● Kaynak Metin
_____

Aynı milletvekili “ByLock” ile ilgili de çarpıcı bir bilgi verdi. “ByLock” kullandığı için gözaltına alınan bir emekli büyükelçi şöyle demiş:
“Ne Cemaati, ne örgütü? Ben masonum. Biz masonlar üç yıldır ByLock ile haberleşiyoruz.”
Evet, Anadolu’da tarihin kaydettiği belki de en büyük fitne hareketi yaşanıyor bugün... Bir devlet, bir millet, bir ülke sıfırlanıyor.
Bir ülke düşünün ki, 2 bin 500 eğitim kurumunu kapatılmış, 50 bin kişilik eğitim kadrosu ihrac edilmiş.
Bir ülke düşünün ki yüksek yargı kadrosunun yarısı tutuklanmış, beş bin hakim ve savcısı tutuklanmış veya ihrac edilmiş. Bir ülke düşünün ki, yüksek yargı üyeleri, hapisten kurtulmak için “itirafçı” olmuş.
Bir ülke düşünün ki, Silahlı Kuvvetleri’ndeki generallerin yarısı hapiste, 12 bin subay ve astsubayı açığa alınmış, tutuklanmış veya ihrac edilmiş. Sadecede NATO’da görevli olup da tutuklanan, ihrac edilen subay sayısı 400...
Bir ülke düşünün ki, yüzde 95’i Cemaatçi safsatasıyla, Emniyet Teşkilatı hallaç pamuğu gibi atılmış. BBC’nin verdiği rakama göre, Emniyet ve içişleri kadrolarında tasfiye 50 bin...
Generallerinin yarısı hapiste ve subay kadroları darmadağın edilmiş bir ordu, 250 bin kişilik kadrosu neredeyse yok edilmiş bir Emniyet Teşkilatı... ve son 1,5 yılda verilen 1.500’e yakın şehit...
Yazının başlığını bunun için koydum. Selçuklu ve Osmanlı dönemi dahil, Cumhuriyet dönemi dahil, Anadolu topraklarında böyle bir fetret devri, böyle bir yıkım dönemi yaşanmadı. Böyle bir fitne, fesat hareketi görülmedi. Bu topraklarda devlet, hiçbir zaman bu düzeyde sıfırlanmadı. Bu topraklarda millet, hiçbir zaman bu düzeyde parçalanmadı.

_____

● Çalışma Materyali
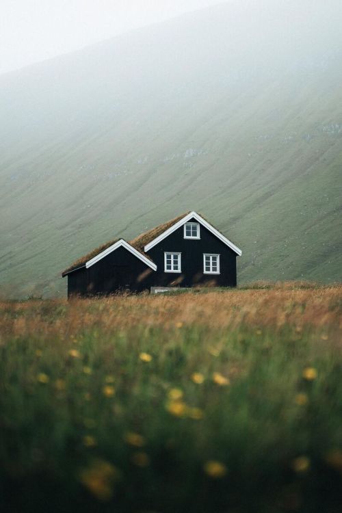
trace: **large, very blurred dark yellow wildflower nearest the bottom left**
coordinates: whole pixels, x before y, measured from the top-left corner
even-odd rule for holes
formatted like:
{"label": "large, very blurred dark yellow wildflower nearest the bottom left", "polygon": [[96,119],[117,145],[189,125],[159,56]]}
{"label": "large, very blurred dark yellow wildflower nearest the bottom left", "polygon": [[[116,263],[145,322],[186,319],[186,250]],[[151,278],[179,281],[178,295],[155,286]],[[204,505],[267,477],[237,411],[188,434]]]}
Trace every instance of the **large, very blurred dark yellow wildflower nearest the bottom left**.
{"label": "large, very blurred dark yellow wildflower nearest the bottom left", "polygon": [[79,472],[79,481],[99,501],[111,499],[117,479],[118,471],[115,466],[103,460],[95,460],[91,466]]}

_____

● Alıştırma 1
Kaynak metindeki "Bu topraklarda millet, hiçbir zaman bu düzeyde parçalanmadı." cümlesini İngilizceye çeviriniz.
● Alıştırma 2
Kaynak metne göre aşağıdaki soruları yanıtlayınız.
(a) "ByLock" kullandığı için gözaltına alınan emekli büyükelçi kendisini ne olarak tanımlamıştır?
(b) BBC'nin verdiği rakama göre Emniyet ve içişleri kadrolarındaki tasfiye ne kadardır?
(c) Son 1,5 yılda verilen şehit sayısı ne kadardır?
● Alıştırma 3
Kaynak metinde yazar, yazının başlığını neden koyduğunu nasıl açıklamaktadır? Bir ila üç cümleyle belirtiniz.

● Görev Çıktısı 1
In these lands, the nation has never been torn apart to this extent.

● Görev Çıktısı 2
(a) Mason olarak.
(b) 50 bin.
(c) 1.500'e yakın.

● Görev Çıktısı 3
Yazar, başlığı ordunun ve Emniyet Teşkilatı'nın kadrolarının dağıtılmasından ve son 1,5 yılda 1.500'e yakın şehit verilmesinden dolayı koyduğunu söyler. Ona göre Selçuklu, Osmanlı ve Cumhuriyet dönemleri dahil, Anadolu topraklarında böyle bir fetret devri ve yıkım dönemi hiç yaşanmamıştır.